Collected data:
++++++++++++++++++++

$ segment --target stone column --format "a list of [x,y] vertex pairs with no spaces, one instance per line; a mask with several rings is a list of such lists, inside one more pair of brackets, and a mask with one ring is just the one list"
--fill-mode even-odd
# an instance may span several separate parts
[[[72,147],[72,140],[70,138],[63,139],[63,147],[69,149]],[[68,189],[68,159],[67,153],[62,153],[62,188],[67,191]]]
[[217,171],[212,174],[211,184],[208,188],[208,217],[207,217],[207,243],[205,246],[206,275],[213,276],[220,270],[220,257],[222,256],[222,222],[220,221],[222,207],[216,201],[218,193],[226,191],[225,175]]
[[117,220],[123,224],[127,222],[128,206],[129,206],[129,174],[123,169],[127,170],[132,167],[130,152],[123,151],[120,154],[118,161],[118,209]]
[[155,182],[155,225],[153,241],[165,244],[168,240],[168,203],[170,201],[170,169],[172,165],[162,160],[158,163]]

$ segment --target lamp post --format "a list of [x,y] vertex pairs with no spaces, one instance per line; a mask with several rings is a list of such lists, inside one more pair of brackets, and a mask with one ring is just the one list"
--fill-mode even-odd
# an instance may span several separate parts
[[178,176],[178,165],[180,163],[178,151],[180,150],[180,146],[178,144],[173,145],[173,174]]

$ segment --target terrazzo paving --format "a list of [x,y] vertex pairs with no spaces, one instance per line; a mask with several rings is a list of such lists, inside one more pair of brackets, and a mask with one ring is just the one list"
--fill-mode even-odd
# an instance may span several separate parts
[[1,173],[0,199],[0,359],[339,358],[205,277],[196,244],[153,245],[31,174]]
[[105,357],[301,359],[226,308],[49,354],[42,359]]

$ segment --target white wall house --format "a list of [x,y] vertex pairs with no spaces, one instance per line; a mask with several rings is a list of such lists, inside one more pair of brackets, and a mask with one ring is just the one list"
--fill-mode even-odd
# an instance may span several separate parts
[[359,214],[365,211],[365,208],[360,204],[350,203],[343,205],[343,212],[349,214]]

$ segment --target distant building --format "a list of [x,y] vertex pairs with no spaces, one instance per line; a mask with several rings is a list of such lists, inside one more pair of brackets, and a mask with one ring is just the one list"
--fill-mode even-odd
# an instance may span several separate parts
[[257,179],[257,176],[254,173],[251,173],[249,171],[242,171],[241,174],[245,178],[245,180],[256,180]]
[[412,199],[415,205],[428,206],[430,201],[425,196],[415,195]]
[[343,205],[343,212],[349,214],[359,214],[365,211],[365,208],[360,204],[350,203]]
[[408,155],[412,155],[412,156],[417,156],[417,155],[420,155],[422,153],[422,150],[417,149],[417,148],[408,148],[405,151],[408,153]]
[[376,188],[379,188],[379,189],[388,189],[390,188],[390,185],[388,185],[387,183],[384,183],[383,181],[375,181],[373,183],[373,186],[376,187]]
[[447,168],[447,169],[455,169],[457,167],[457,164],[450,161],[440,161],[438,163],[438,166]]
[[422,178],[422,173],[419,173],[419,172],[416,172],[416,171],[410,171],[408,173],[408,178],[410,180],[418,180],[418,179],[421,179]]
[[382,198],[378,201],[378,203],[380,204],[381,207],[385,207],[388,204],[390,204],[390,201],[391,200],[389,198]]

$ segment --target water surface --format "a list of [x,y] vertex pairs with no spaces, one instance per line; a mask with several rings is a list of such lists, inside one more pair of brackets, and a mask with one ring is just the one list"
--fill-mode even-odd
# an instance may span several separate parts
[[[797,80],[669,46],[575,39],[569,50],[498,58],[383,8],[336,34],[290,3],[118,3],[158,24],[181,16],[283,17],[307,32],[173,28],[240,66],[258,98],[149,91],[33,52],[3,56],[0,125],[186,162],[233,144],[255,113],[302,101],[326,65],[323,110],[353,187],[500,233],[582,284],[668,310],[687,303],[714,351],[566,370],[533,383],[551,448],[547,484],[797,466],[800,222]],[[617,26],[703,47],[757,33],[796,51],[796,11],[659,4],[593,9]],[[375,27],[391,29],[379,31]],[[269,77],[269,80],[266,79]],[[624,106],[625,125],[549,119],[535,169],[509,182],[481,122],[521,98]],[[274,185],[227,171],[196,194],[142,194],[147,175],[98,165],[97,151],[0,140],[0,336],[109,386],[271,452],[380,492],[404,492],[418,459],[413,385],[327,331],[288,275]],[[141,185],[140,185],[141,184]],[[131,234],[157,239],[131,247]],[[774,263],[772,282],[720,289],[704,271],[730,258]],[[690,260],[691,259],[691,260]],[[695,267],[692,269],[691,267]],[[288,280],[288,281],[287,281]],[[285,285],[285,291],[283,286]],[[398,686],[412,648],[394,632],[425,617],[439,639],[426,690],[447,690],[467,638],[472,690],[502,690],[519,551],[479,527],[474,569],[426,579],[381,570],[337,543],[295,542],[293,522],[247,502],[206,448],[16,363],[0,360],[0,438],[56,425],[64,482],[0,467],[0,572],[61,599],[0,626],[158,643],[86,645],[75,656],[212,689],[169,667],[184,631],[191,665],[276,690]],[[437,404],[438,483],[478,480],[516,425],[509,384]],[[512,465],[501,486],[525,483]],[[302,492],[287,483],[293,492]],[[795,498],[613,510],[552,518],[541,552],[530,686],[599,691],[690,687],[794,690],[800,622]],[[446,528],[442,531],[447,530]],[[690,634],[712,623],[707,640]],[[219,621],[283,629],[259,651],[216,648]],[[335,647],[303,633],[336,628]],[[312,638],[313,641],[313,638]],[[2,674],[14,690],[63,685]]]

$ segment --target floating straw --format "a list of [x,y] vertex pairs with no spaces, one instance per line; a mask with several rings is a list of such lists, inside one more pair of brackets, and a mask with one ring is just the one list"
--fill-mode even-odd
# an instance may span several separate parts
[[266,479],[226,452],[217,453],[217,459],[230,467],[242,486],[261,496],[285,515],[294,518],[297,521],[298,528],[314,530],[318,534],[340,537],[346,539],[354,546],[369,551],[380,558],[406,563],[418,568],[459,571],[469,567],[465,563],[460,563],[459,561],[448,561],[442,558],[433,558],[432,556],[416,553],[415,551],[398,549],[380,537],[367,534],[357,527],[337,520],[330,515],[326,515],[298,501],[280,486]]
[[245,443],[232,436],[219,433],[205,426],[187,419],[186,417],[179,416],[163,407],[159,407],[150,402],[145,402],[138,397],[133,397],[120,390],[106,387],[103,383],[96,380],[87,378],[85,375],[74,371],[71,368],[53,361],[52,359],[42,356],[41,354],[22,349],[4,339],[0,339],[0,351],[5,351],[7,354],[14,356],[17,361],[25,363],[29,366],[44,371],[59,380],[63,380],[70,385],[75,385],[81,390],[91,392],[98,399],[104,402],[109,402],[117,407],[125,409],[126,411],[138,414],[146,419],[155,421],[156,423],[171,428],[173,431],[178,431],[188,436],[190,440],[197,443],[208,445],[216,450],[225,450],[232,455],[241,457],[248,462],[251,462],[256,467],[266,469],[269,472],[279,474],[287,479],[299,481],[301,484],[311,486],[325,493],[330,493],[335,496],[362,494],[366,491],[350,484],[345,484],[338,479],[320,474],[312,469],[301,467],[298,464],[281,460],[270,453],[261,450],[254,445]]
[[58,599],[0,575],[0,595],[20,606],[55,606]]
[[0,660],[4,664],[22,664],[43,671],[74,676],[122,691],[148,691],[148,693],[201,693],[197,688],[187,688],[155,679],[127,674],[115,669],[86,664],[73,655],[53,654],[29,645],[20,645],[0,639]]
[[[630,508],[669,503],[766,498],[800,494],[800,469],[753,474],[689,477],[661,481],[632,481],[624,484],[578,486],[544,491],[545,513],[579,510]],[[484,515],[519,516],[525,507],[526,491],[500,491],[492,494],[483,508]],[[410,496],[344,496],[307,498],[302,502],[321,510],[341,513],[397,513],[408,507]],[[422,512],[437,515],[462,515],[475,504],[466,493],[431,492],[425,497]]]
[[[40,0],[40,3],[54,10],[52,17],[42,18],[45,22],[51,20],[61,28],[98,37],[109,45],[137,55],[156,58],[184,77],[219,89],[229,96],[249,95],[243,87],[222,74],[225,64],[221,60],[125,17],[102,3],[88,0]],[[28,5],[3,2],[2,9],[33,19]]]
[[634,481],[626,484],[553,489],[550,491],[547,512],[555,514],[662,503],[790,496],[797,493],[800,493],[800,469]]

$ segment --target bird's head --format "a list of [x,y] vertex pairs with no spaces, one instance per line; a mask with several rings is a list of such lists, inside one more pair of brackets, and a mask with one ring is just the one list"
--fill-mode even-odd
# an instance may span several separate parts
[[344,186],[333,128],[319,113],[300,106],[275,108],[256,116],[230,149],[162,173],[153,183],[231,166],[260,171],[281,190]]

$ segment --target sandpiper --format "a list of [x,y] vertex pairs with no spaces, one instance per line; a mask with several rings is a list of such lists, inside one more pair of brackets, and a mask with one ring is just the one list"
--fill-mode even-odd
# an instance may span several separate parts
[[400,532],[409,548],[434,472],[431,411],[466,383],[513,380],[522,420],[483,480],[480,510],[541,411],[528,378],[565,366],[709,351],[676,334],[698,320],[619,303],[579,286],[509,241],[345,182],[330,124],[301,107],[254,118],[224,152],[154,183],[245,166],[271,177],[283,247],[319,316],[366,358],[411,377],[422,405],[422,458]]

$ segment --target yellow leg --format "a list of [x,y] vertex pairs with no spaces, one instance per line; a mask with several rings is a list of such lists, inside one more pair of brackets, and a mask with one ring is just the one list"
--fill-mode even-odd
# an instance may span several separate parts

++++++++++++++++++++

## Work instructions
Nothing but the lines from the one with "segment --target yellow" through the end of the data above should be repeated, each exactly as it stands.

## Output below
$ segment --target yellow leg --format "a list of [x,y] vertex pairs with no spaces, one instance per line; a mask with several rings is a list of such lists, inside one more pair of brackets, and a mask with one ring is just the one list"
--fill-mode even-odd
# an instance may span several separate parts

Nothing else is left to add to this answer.